Each entry is to be transcribed exactly, with nothing added or dropped.
Top of Excerpted records
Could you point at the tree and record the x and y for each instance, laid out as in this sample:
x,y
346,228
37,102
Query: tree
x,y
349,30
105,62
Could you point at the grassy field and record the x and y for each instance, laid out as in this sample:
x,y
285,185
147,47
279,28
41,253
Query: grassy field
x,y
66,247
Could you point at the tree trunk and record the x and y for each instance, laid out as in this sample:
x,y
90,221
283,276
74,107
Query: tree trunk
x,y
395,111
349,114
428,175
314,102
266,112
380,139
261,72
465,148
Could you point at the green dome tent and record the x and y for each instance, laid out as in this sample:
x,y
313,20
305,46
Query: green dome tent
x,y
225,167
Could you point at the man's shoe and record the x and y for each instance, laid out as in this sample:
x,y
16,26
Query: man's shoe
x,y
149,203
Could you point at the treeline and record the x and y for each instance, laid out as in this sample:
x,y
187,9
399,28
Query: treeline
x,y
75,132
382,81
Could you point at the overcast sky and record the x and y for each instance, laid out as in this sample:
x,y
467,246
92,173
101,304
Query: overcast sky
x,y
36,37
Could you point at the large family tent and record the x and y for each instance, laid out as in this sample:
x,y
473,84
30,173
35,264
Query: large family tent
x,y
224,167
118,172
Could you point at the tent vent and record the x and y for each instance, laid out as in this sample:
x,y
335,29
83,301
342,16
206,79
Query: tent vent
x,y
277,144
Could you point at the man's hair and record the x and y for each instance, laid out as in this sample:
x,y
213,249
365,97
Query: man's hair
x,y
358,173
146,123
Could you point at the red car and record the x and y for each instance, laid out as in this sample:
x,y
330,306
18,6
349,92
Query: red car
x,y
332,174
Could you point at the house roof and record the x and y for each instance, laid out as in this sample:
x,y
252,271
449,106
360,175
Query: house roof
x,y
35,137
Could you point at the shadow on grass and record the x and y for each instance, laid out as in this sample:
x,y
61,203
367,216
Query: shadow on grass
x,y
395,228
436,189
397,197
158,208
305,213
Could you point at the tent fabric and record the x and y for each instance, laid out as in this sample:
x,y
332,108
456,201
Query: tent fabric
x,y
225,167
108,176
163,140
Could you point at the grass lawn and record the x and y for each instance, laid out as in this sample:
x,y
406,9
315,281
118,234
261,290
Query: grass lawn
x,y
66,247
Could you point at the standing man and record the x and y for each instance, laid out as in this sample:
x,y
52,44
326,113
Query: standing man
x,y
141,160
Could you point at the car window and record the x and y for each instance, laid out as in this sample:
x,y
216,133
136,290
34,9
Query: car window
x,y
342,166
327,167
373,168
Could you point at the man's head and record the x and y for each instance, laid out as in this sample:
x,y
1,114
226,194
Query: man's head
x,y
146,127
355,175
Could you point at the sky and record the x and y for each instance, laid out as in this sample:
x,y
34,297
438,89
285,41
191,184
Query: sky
Bottom of Excerpted records
## Solution to this problem
Could you point at the tree and record the x and y for each instance, laid out as in this sample:
x,y
346,228
37,102
Query: tree
x,y
349,30
105,62
Could you point at the grassy field and record the x and y for each instance, laid out as in this sample:
x,y
285,185
147,47
279,28
41,253
Query: grassy field
x,y
66,247
Could you point at the tree trunk and record the x and y for each instance, laid out as in this sample:
x,y
90,221
283,276
74,107
Query: tree trunk
x,y
395,111
349,114
428,175
314,102
266,112
380,139
261,72
465,148
Could you point at the green dome tent and record the x and y for each instance, laid out as in this sample:
x,y
313,20
305,46
Query: green dome tent
x,y
225,167
Could you point at the man's shoe and record the x and y for each instance, laid out as in this sample:
x,y
16,26
Query: man's shoe
x,y
149,203
Could you point at the treeline and record the x and y for each instance, laid out as in this sample:
x,y
187,9
399,28
Query: treeline
x,y
75,132
382,81
Could you point at the overcast sky and record the x and y for each instance, laid out as in this sample:
x,y
467,246
92,173
101,304
Query: overcast sky
x,y
36,37
Could you point at the large family tent and record the x and y for each instance, laid out as in this sample:
x,y
473,84
30,173
35,264
Query: large family tent
x,y
224,167
118,172
Could you point at the tent vent and record the x and y for each instance, laid out as in this sample:
x,y
335,29
83,301
342,16
206,79
Query: tent vent
x,y
277,144
Could you point at the man's hair and record the x and y for each instance, laid out as in this sample:
x,y
213,249
365,97
Query: man's hair
x,y
358,173
146,123
Could you point at the red car and record the x and y for each instance, laid out as in this sample:
x,y
330,306
18,6
349,92
Query: red car
x,y
332,174
Could you point at the house roof and record the x and y for each instance, laid out as in this sample:
x,y
252,271
449,106
360,175
Query: house roof
x,y
35,137
Could you point at the shadow on grass and record the x and y for each instance, laid out as in this sample:
x,y
61,203
367,216
Query: shadow on grass
x,y
395,228
436,189
397,197
158,208
305,213
Could you point at the tent fabric and record the x and y for each instance, laid out as in this sample:
x,y
332,108
456,201
Query: tent fabric
x,y
225,167
108,176
163,140
Could you point at the grass lawn and record the x and y for each instance, laid out as in this sample:
x,y
406,9
315,281
118,234
261,290
Query: grass lawn
x,y
66,247
Could you point at the standing man and record the x and y for each instance, laid out as in this sample:
x,y
52,44
326,113
Query: standing man
x,y
141,160
Could you point at the car window and record the x and y for each instance, laid out as in this sample:
x,y
216,133
136,290
34,9
Query: car window
x,y
342,166
327,167
373,168
Could you point at the man's head and record the x and y for each instance, laid out as in this sample:
x,y
1,114
226,194
Query: man's head
x,y
146,127
355,175
Could you point at the sky and record the x and y for each instance, laid out as in this sample:
x,y
34,297
438,89
285,41
191,184
Query: sky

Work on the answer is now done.